▶ _Short exercise_
Repeat every line exactly, keeping the pictures out of the copy.

━━ Entries shown

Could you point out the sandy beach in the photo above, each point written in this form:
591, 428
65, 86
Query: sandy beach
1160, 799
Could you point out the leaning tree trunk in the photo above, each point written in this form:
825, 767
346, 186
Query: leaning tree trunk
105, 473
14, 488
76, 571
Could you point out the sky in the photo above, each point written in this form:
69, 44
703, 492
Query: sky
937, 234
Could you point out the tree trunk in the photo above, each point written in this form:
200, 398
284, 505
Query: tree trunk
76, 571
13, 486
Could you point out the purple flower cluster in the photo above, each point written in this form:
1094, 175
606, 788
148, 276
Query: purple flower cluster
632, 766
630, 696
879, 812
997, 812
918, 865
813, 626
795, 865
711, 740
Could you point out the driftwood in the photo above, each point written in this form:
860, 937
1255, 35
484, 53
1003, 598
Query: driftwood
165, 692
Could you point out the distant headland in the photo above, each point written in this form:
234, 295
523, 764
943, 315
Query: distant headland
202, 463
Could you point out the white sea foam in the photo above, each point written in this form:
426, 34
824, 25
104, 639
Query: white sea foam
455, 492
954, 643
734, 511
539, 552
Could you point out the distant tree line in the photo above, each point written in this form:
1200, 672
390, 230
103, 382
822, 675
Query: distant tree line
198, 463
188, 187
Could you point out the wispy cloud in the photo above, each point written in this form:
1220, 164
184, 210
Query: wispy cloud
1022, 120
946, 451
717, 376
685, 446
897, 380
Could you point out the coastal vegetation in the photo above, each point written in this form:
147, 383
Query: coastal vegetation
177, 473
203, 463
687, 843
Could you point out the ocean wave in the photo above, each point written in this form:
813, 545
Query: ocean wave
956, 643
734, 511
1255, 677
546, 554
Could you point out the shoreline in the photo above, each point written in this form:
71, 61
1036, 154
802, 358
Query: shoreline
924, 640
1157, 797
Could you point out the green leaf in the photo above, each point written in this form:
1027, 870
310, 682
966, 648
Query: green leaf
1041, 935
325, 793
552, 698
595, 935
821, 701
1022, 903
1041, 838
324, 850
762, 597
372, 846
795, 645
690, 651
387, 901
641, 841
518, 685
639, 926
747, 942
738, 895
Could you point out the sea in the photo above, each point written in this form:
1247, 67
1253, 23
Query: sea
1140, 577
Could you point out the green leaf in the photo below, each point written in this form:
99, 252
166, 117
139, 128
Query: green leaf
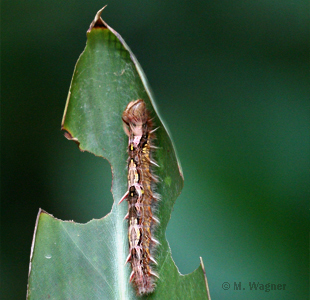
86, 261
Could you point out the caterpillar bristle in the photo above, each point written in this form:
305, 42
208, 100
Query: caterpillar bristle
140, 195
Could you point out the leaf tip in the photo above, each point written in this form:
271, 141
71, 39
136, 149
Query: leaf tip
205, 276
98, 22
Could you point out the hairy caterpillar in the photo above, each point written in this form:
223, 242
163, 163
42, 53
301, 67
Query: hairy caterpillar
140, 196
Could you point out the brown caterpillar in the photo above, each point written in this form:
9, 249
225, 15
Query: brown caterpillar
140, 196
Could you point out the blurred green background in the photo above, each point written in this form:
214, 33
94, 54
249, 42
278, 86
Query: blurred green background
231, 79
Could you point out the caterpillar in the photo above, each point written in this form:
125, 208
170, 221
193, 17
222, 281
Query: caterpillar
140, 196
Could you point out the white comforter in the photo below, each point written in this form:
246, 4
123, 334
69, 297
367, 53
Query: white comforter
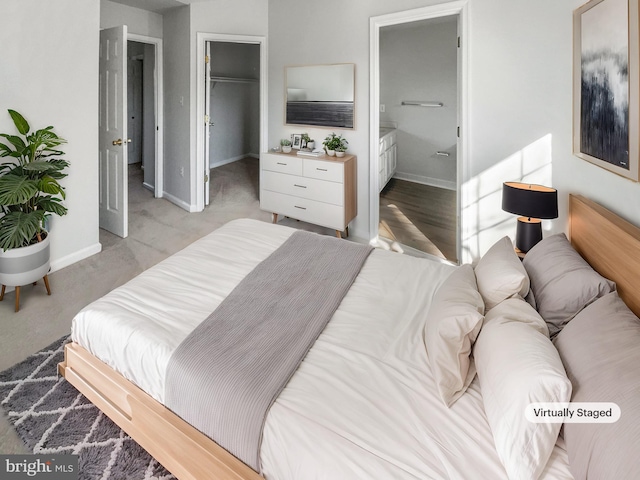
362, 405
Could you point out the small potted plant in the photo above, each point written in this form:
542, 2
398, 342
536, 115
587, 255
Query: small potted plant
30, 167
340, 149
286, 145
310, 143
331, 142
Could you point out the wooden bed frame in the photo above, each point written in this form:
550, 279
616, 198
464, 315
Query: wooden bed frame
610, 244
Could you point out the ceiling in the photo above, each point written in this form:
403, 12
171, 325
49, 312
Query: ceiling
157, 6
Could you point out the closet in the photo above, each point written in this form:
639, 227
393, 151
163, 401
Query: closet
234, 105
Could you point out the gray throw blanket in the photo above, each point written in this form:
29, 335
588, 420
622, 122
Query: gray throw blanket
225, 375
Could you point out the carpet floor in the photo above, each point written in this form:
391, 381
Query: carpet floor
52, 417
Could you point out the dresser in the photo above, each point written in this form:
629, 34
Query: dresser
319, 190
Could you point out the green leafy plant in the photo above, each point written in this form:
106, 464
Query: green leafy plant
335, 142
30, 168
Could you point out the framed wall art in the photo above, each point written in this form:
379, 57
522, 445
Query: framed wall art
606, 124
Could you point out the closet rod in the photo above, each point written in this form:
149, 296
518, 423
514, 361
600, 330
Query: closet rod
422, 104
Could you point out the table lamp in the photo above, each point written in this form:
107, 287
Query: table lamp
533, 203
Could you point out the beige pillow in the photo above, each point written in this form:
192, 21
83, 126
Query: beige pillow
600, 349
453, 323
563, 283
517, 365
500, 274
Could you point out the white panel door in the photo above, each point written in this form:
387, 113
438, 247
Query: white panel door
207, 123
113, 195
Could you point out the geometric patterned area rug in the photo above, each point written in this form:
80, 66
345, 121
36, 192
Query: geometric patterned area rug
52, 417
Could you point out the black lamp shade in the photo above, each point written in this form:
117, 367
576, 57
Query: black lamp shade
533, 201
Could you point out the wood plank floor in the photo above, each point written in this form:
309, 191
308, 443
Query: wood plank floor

━━━━

▶ _Exercise answer_
Could you point out the sandy beach in the photo above, each point written in this form:
591, 428
65, 86
Query: sandy beach
1160, 799
Could you point out the leaning tree trunk in the photo above, each point written in this form:
825, 767
346, 186
Query: leaning tree trunk
105, 473
14, 488
76, 571
Could you point out the sky in the photo above, each point written in this form:
69, 44
703, 492
Query: sky
937, 234
Could you point out the tree trunk in the photo above, each point written in this form:
200, 398
284, 505
Query: tree trunk
76, 571
13, 486
Could you point out the purple flower cluster in the photo above, each point written in this form:
1094, 175
606, 788
148, 276
Query: purple flower cluster
632, 766
630, 696
879, 812
997, 812
918, 865
813, 626
795, 865
711, 740
Could you point out the driftwood in the photo above, each point written in this form:
860, 937
1255, 35
484, 53
1003, 598
Query: driftwood
165, 692
Could you point out the distant headland in the photo above, each point written in this form:
234, 295
523, 764
943, 315
Query: distant headland
202, 463
Could you point out the white sea foam in the photo above, each point written in this form:
426, 34
824, 25
104, 639
Query: white sea foam
455, 492
954, 643
734, 511
539, 552
Could you point out the distant tree line in the photo above, each point written in this form:
1200, 672
390, 230
103, 382
822, 675
Query: distant tree line
198, 463
188, 187
Could you point out the wispy cloud in the photo above, each point written in this form:
1220, 164
184, 210
Query: wispy cloud
1022, 120
946, 451
717, 376
685, 446
897, 380
Could you point out the coastal vegetation in the photo above, each point written in this form:
147, 383
Query: coastal vegetation
177, 473
203, 463
687, 843
Could you point out the ocean wave in the photo above, each point written in this form:
813, 545
Query: ocean wave
956, 643
734, 511
1255, 677
546, 554
Could you point out the shoreline in the photo above, each point written in this form:
71, 61
1036, 154
802, 358
Query: shoreline
924, 640
1157, 797
Could you point out the green leaf in the photo above, each point written in this form:
1027, 870
310, 682
966, 648
Query: green leaf
1041, 935
325, 793
552, 698
595, 935
821, 701
1022, 903
1041, 838
324, 850
762, 597
372, 846
795, 645
690, 651
387, 901
641, 841
518, 685
639, 926
747, 942
738, 895
Could you point out the sea in the photo above, each point written in this form:
1247, 67
1253, 23
Query: sea
1140, 577
Could you point out the green leaf in the photo below, each point written in this form:
99, 252
166, 117
139, 128
Query: green leaf
86, 261
Could you point out the caterpillar bristle in the photo above, each point written in this form:
305, 42
208, 100
Query: caterpillar bristle
140, 195
Could you point out the leaf tip in the photo above, each point written in this form:
271, 141
71, 39
136, 149
Query: leaf tip
205, 276
98, 22
Could you point out the hairy caterpillar in the photo above, each point written in this form:
223, 242
163, 163
42, 53
301, 67
Query: hairy caterpillar
140, 196
Could you point out the brown caterpillar in the photo above, each point written in this form:
9, 249
225, 15
Query: brown caterpillar
140, 196
Could you point out the blurred green background in the photo above, each point written in this form:
214, 33
94, 54
249, 42
278, 86
Query: blurred green background
231, 79
Could you point out the caterpillar in the photo above, each point written in this form:
125, 208
170, 221
193, 17
222, 281
Query: caterpillar
140, 196
Could you point out the white comforter in the photo below, each point written in this form:
246, 4
123, 334
69, 297
367, 53
Query: white comforter
362, 405
Could you point out the small potted plant in the photo above, each point written in this form:
542, 2
398, 342
536, 115
587, 255
Query: small potted plant
30, 167
340, 149
286, 145
310, 143
331, 142
Could you point out the wooden bed frame in the photo above, each point written in this form:
550, 279
616, 198
464, 315
Query: wooden bed frame
610, 244
Could you point out the ceiling in the photo above, each point written in this form:
403, 12
171, 325
49, 312
Query: ceiling
157, 6
Could you point out the closet in the photo above, each point written in this form:
639, 227
393, 151
163, 401
Query: closet
234, 105
Could you point out the gray throw blanket in the photo above, each point written in this form:
29, 335
588, 420
622, 122
Query: gray throw blanket
225, 375
Could you point out the carpet floor in the photo above, each point written in this form:
391, 381
Query: carpet floor
52, 417
Could you point out the dresser in the photo above, each point written in this form:
629, 34
Query: dresser
319, 190
Could you point out the green leafy plant in the photo above, each point written in this form:
106, 464
Query: green leafy plant
335, 142
30, 168
Could you point out the framed wall art in the photo above, each point written in this form:
379, 57
522, 445
Query: framed wall art
606, 124
Could you point out the closet rod in the photo above, each point written in this form:
149, 296
518, 423
514, 361
600, 330
Query: closet rod
422, 104
Could you point out the table lamp in the photo above, each point written in this form:
107, 287
Query: table lamp
533, 203
Could you point out the beige pillow in the photo above, each point written in this form:
192, 21
83, 126
Query: beige pillow
600, 349
453, 323
563, 283
517, 365
500, 274
Could you point out the white panel door in the photo above, each point written in this form:
387, 113
438, 247
Query: white panel door
207, 123
113, 195
Could you point out the geometric patterned area rug in the photo above, each point written in this form:
80, 66
345, 121
36, 192
Query: geometric patterned area rug
52, 417
Could you point out the black lamp shade in the photo above, each point written in this form:
117, 367
576, 57
Query: black lamp shade
533, 201
Could you point out the wood plank floor in the photo above, each point written in this form:
309, 191
308, 443
Query: wood plank floor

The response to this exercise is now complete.